Exercise description: From the Roanoke Gas text below, extract word for word the passage between "Management anticipates that" and "with regulatory standards.", inclusive.

Document text:
________________
Management anticipates that the Company will be able to renew all of its franchises when they expire. There can be no assurance, however, that a given jurisdiction will not refuse to renew a franchise or will not, in connection with the renewal of a franchise, attempt to impose restrictions or conditions that could adversely affect the Company’s business operations or financial condition. CPCNs, issued by the SCC, are generally of perpetual duration and subject to compliance with regulatory standards.

Although Roanoke Gas has exclusive rights for the distribution of natural gas in its service area, the Company competes with suppliers of other forms of energy such as fuel oil, electricity, propane, coal, wind and solar. Competition can be intense among the other energy sources with price being the primary driver in most instances. This is particularly true for those industrial applications that have the ability to switch to alternative fuels. The relationship between supply and demand has the greatest impact on the price of natural gas. Greater demand for natural gas for electric generation and other uses can provide upward pressure on the price of natural gas. Currently, a plentiful supply of natural gas, mostly due to improved drilling and extraction processes in shale formations, has served to maintain prices at lower levels.

Competition from renewable "clean" energy sources like solar and wind may increase as the political environment may favor these energy sources through incentives or by placing restrictions on emissions from the burning of fossil fuels. Nevertheless, the Company continues to see a demand for its product. Construction activity for new business and growth in residential service has remained steady as the Company continues to grow its customer base through a combination of extending service by new construction and converting existing alternative energy source users to natural gas.
________________
Excerpted records:
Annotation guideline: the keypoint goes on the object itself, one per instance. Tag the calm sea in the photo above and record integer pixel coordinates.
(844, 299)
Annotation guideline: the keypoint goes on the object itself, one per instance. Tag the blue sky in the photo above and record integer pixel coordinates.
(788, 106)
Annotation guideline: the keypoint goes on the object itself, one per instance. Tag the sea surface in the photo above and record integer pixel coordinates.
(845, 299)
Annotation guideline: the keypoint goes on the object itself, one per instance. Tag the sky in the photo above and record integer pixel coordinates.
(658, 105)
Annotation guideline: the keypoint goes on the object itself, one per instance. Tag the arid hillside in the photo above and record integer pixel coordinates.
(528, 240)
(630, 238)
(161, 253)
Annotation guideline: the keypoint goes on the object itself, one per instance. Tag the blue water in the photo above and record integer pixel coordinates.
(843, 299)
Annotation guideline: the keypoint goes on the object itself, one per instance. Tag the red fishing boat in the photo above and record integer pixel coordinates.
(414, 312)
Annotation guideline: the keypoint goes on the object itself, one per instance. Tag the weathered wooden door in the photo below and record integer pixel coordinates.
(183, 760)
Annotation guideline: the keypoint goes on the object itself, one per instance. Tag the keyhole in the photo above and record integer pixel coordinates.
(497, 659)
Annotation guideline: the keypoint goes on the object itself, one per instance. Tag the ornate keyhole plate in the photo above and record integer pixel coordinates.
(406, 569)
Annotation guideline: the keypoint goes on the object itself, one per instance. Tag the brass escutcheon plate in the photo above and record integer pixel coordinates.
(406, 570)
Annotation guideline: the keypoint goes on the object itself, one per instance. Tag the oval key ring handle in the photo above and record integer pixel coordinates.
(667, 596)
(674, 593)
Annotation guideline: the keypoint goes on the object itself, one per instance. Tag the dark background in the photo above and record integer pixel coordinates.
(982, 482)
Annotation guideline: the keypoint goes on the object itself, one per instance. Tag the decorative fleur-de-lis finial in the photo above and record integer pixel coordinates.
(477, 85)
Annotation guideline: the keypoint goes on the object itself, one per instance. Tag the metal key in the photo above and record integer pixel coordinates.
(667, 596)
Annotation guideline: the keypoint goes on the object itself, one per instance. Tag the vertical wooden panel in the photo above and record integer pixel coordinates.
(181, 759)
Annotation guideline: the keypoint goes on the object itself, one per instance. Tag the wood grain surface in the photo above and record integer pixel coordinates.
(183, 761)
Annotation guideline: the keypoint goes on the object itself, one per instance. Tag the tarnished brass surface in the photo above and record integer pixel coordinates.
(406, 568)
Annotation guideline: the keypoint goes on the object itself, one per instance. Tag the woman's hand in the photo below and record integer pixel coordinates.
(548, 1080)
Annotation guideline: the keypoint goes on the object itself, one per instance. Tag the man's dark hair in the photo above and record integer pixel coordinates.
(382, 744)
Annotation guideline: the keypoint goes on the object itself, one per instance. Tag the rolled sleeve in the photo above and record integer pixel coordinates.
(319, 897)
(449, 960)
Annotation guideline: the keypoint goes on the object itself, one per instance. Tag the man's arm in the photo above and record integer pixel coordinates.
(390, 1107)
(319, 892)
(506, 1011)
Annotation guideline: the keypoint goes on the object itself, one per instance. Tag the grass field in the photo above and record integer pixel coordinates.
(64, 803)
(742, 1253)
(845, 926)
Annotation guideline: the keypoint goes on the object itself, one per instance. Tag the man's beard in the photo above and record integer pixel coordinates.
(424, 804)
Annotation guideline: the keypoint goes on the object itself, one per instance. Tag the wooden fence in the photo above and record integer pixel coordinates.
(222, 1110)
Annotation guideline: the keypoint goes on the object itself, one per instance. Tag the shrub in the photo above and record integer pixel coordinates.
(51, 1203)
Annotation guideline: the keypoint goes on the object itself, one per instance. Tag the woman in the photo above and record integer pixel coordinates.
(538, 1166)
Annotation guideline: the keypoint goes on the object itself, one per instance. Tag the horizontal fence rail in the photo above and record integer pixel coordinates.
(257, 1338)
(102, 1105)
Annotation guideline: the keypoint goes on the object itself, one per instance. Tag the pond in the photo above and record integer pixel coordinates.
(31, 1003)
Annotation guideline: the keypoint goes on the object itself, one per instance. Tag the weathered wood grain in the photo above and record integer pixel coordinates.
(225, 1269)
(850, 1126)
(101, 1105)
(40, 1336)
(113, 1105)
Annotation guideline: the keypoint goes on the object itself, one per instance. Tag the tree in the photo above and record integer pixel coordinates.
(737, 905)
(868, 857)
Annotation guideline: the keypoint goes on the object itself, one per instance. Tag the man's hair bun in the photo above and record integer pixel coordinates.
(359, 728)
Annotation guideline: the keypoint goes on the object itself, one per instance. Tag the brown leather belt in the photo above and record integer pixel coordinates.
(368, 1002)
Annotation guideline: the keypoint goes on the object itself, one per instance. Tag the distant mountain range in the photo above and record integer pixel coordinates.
________________
Task result:
Management anticipates that the Company will be able to renew all of its franchises when they expire. There can be no assurance, however, that a given jurisdiction will not refuse to renew a franchise or will not, in connection with the renewal of a franchise, attempt to impose restrictions or conditions that could adversely affect the Company’s business operations or financial condition. CPCNs, issued by the SCC, are generally of perpetual duration and subject to compliance with regulatory standards.